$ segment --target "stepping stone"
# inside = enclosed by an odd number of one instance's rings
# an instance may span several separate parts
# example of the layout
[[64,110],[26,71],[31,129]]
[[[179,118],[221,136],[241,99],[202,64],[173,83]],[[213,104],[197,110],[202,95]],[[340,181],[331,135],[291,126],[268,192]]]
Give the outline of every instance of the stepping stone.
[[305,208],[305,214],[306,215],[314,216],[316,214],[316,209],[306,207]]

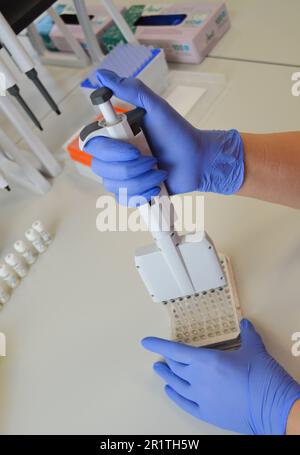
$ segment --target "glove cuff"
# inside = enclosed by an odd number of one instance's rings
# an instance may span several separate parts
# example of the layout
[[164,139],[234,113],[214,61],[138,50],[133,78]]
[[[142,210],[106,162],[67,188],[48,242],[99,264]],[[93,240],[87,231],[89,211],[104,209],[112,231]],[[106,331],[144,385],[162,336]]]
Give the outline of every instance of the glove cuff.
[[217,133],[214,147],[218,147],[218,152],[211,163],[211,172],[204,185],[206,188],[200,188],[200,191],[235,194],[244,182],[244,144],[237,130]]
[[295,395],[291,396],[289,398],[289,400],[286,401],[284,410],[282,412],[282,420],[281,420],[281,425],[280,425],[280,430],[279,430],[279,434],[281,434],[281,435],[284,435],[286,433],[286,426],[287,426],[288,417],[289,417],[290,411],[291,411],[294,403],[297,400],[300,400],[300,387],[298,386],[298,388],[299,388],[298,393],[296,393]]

...

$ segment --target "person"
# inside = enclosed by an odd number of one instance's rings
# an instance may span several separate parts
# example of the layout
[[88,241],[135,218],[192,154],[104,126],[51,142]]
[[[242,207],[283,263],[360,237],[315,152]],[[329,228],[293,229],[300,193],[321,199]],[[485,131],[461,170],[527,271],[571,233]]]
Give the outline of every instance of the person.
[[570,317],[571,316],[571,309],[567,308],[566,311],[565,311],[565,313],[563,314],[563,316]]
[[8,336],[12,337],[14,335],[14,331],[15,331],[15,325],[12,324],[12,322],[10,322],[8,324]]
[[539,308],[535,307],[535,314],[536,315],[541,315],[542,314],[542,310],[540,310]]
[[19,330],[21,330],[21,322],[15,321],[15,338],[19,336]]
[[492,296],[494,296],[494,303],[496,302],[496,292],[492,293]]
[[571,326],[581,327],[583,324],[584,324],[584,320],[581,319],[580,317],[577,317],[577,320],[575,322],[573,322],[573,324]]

■ YOUR OBJECTIVE
Please count the lines above that contain the word "segment", and reply with the number alone.

■ EXERCISE RESPONSE
3